Could you resume the Dyatlov Pass incident article from its last sentence and keep writing it?

PROVIDED TEXT.
####
The Dyatlov Pass incident. A mystery unsolved


The Dyatlov Pass incident. A mystery unsolved


Between 1st and 2nd February 1959, nine Russian hikers died in the Northern Ural Mountains mysteriously from unknown circumstances. The group members had a lot of experience in hiking. They were from Ural Polytechnical Institute. The campsite on the slopes of Kholat Syakhi, which they established a camp is now named after their leader, Igor Dyatlov as an honour.

After the discoveries of the bodies, Soviet authorities conducted an investigation which revealed that six of the members died from hypothermia. The other three showed signs of physical trauma. One body had a fractured skull. Other two had major chest fractures and both eyes were missing on one of the two. One body had a missing tongue. The investigation concluded by stating that a “compelling natural force” as the cause of deaths. Since then, Various theories have been proposed as the cause of death. Some of them are animal attacks, hypothermia, avalanche, katabatic winds, infrasound-induced panic, military involvement, or some combination of these.
####
DATASET.
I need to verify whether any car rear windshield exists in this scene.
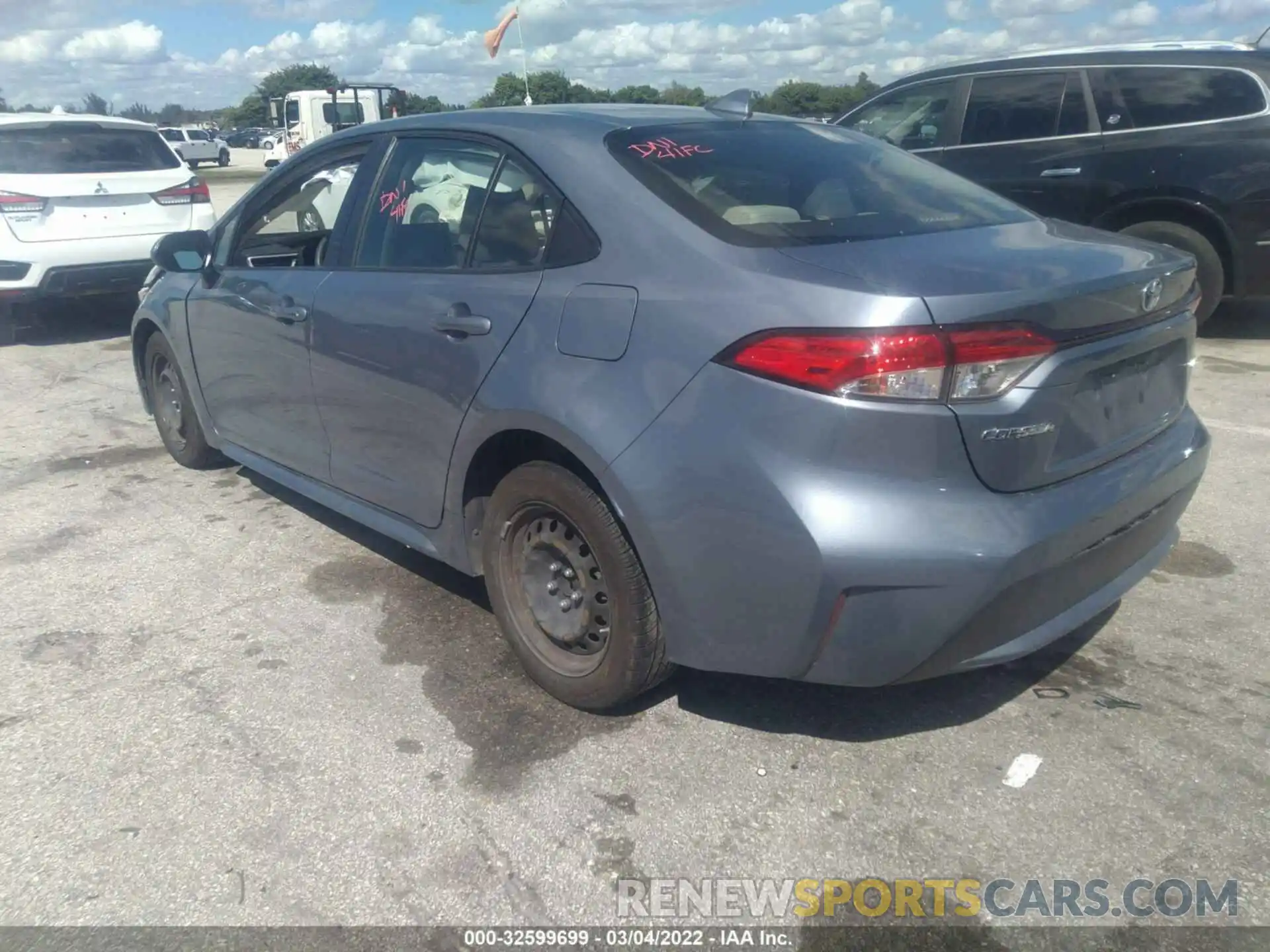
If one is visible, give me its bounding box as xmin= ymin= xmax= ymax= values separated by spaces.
xmin=0 ymin=122 xmax=181 ymax=175
xmin=606 ymin=118 xmax=1031 ymax=247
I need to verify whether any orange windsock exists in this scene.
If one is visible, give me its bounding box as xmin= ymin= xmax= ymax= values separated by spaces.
xmin=485 ymin=9 xmax=521 ymax=60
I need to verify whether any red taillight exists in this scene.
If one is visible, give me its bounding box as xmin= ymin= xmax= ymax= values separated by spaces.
xmin=0 ymin=192 xmax=48 ymax=214
xmin=151 ymin=178 xmax=212 ymax=204
xmin=722 ymin=327 xmax=1054 ymax=400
####
TASK OUTPUT.
The group was formed on the same year for a skiing expedition across the northern Urals in Sverdlovsk Oblast, Soviet Union. Igor Dyatlov was a 23-year-old radio engineer at Ural Polytechnical Institute. He is the one who assembled the group of nine others for the trip. Most of them were fellow students of the university. The group consisted of eight men and two women. The group was an experienced grade, 2 hikers, with ski tour experiences. They expected to achieve grade 3 certification upon their return. This grade 3 was the highest certification available in the soviet union at that time. The certification required the candidates to travel 300 kilometres. The goal of the expedition was to reach Gora Otorten, a mountain 10 Km north to the incident site. This route was a very difficult one which was estimated as category 3.

They began the journey on 27th January towards Gora Otorten from Vizhai. On 28th, Yuri Yudin, one of the members suffered from severe knee and joint pain and turned back discontinuing the trek. The other nine continued the journey.

Diaries and cameras were found around their last campsite. This made it possible to track the groups route up to the day of the incident.

View the camera films here from the bellow link.

31st January – Group arrived at the edge of the highland area and prepared for climbing. They cached food and equipment that would be used for the trip back in a wooded valley.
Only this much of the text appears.